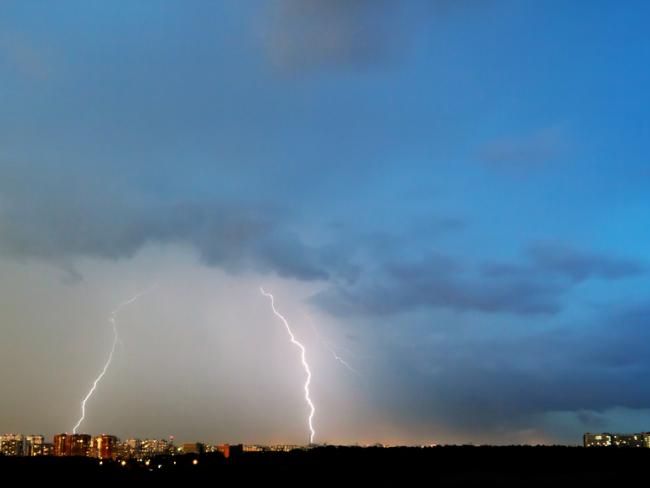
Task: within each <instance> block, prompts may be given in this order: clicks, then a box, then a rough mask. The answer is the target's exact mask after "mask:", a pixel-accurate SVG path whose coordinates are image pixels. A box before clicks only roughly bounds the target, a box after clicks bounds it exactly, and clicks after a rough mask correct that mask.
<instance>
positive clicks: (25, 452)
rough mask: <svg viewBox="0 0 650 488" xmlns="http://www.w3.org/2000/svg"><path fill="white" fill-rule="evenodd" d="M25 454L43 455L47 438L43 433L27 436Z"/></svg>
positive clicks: (41, 455) (34, 455)
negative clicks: (46, 439)
mask: <svg viewBox="0 0 650 488" xmlns="http://www.w3.org/2000/svg"><path fill="white" fill-rule="evenodd" d="M25 441H26V442H25V452H24V454H23V455H25V456H42V455H43V445H44V444H45V438H44V437H43V436H42V435H28V436H25Z"/></svg>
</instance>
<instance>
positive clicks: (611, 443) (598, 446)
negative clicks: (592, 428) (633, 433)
mask: <svg viewBox="0 0 650 488" xmlns="http://www.w3.org/2000/svg"><path fill="white" fill-rule="evenodd" d="M582 441H583V444H584V446H585V447H609V446H611V445H612V435H611V434H591V433H589V432H587V433H586V434H585V435H584V436H582Z"/></svg>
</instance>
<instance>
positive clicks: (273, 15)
mask: <svg viewBox="0 0 650 488" xmlns="http://www.w3.org/2000/svg"><path fill="white" fill-rule="evenodd" d="M480 3H481V2H473V1H468V0H463V1H460V0H456V1H453V2H452V1H450V0H415V1H411V2H396V1H392V0H274V1H273V2H271V4H270V5H271V11H270V14H267V15H266V18H268V19H270V23H269V24H270V25H268V27H267V36H266V43H267V46H266V47H267V49H268V52H269V56H270V58H271V60H272V61H273V63H274V64H275V65H276V67H278V68H279V69H281V70H285V71H305V70H313V69H317V68H343V69H345V68H351V69H364V68H368V67H377V66H386V65H393V64H395V63H399V62H401V61H402V60H403V58H404V57H405V56H406V55H407V53H408V52H409V50H410V46H411V45H412V43H413V40H414V39H413V37H414V33H415V32H417V31H418V30H419V29H420V28H422V27H424V26H426V24H427V23H433V22H435V21H437V20H439V19H440V18H441V17H443V15H446V14H447V13H448V12H450V11H451V10H453V9H454V8H461V9H462V8H468V7H470V6H471V8H472V9H476V8H477V7H478V6H479V5H480Z"/></svg>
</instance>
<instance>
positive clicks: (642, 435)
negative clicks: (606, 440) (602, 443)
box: [612, 434, 644, 447]
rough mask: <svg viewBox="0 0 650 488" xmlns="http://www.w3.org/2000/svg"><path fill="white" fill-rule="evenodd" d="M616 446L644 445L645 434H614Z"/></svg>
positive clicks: (622, 446)
mask: <svg viewBox="0 0 650 488" xmlns="http://www.w3.org/2000/svg"><path fill="white" fill-rule="evenodd" d="M612 444H613V445H614V446H615V447H643V446H644V442H643V434H612Z"/></svg>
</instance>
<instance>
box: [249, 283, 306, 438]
mask: <svg viewBox="0 0 650 488" xmlns="http://www.w3.org/2000/svg"><path fill="white" fill-rule="evenodd" d="M260 291H261V292H262V295H264V296H265V297H268V298H270V299H271V308H272V309H273V313H274V314H275V315H276V316H277V317H278V318H279V319H280V320H282V323H283V324H284V326H285V327H286V328H287V332H288V333H289V337H290V338H291V343H292V344H294V345H295V346H297V347H298V348H299V349H300V359H301V360H302V367H303V368H304V369H305V373H306V374H307V379H306V380H305V386H304V388H305V402H307V405H309V410H310V412H309V417H308V419H307V424H308V425H309V443H310V444H313V443H314V436H315V435H316V431H315V430H314V423H313V421H314V414H315V413H316V408H315V407H314V403H313V402H312V401H311V396H310V395H309V384H310V383H311V370H310V369H309V364H307V358H306V355H307V354H306V351H305V346H303V345H302V344H301V343H300V342H298V340H296V337H295V336H294V335H293V332H292V331H291V327H290V326H289V322H287V319H285V318H284V316H283V315H282V314H281V313H280V312H278V311H277V310H276V308H275V302H274V300H273V295H271V294H270V293H268V292H266V291H264V288H261V287H260Z"/></svg>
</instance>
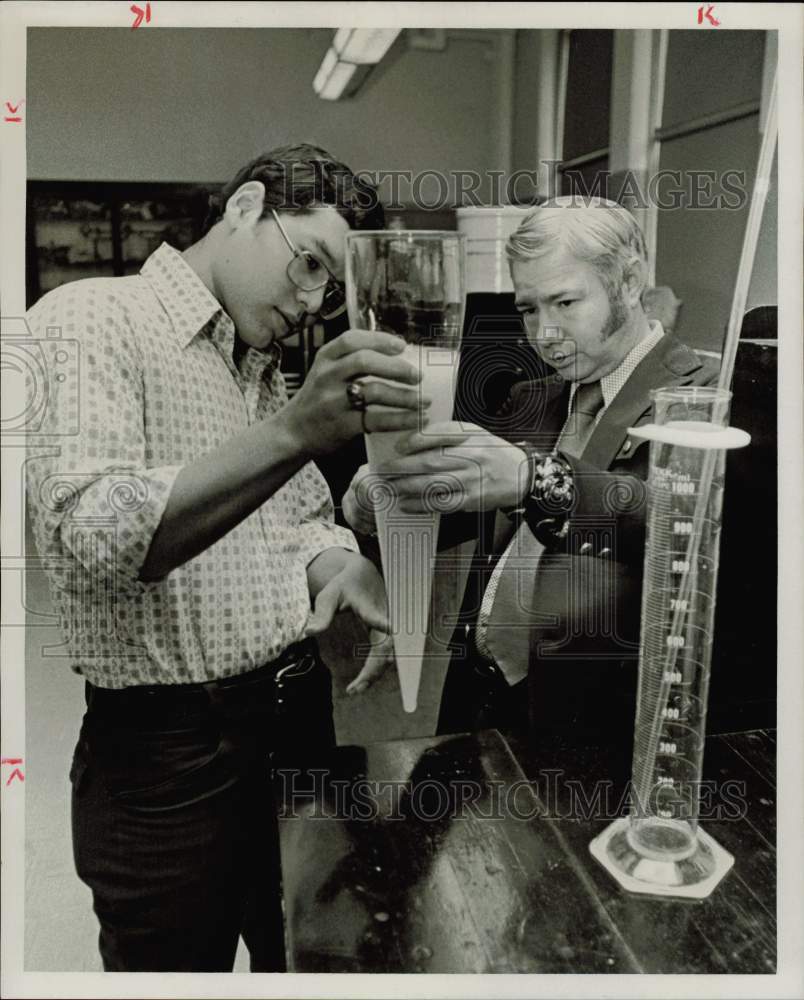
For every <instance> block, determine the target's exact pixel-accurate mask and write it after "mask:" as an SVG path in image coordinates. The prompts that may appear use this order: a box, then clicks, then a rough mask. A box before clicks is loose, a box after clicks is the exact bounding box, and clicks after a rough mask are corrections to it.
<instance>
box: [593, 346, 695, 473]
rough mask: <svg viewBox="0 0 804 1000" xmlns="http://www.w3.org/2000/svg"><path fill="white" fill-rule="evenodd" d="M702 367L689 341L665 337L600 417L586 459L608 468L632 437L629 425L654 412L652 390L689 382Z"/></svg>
mask: <svg viewBox="0 0 804 1000" xmlns="http://www.w3.org/2000/svg"><path fill="white" fill-rule="evenodd" d="M700 367H701V360H700V358H699V357H698V356H697V355H696V354H695V353H694V352H693V351H691V350H690V349H689V348H688V347H687V346H686V345H685V344H682V343H681V342H680V341H677V340H675V339H674V338H673V337H670V336H665V337H664V338H662V340H660V341H659V343H658V344H657V345H656V346H655V347H654V348H653V350H652V351H651V352H650V353H649V354H648V355H647V356H646V357H645V358H643V359H642V361H640V363H639V364H638V365H637V367H636V368H635V369H634V371H633V372H632V373H631V376H630V378H629V379H628V381H627V382H626V383H625V385H624V386H623V387H622V389H620V391H619V392H618V393H617V395H616V396H615V397H614V400H613V402H612V404H611V406H609V407H608V409H607V410H606V411H605V412H604V414H603V416H602V417H601V418H600V422H599V423H598V425H597V427H596V428H595V429H594V431H593V433H592V436H591V437H590V438H589V441H588V443H587V445H586V448H585V449H584V453H583V456H582V457H583V461H584V462H589V463H590V465H595V466H597V467H598V468H599V469H608V468H609V466H610V465H611V463H612V462H613V461H614V458H615V456H616V455H617V452H618V451H619V450H620V448H621V447H622V445H623V442H624V441H625V439H626V437H627V436H628V434H627V432H628V428H629V427H633V426H635V425H636V424H637V423H638V422H639V421H640V419H641V418H642V417H644V416H645V415H646V414H648V413H650V411H651V407H652V405H653V404H652V402H651V398H650V392H651V389H657V388H660V387H664V386H676V385H688V384H689V383H690V382H691V381H692V379H693V374H694V373H695V372H696V371H698V369H699V368H700Z"/></svg>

..............................

> **ACTIVITY**: Each line above that contains the string "prompts" should be identified and copied.

> **YOUR SOLUTION**:
Task: within each <instance> block, prompts may be given in this order: clicks, then a box, then a rough mask. The answer is the target's exact mask after "mask:", a pixel-accurate SVG path whose coordinates are image pixels. A box before clicks only roughly bounds the target, a box after clicks bounds it exactly, and clicks after a rough mask correct that mask.
For every <instance> block, determine the target's exact pixel-accurate mask and write it after "mask:" as an SVG path in image coordinates. The prompts that may appear use this order: a box, then clicks, then a rough mask. A box before clicks is loose, a box after clicks is the exact bounding box, and clicks after a rough mask are corrections to it.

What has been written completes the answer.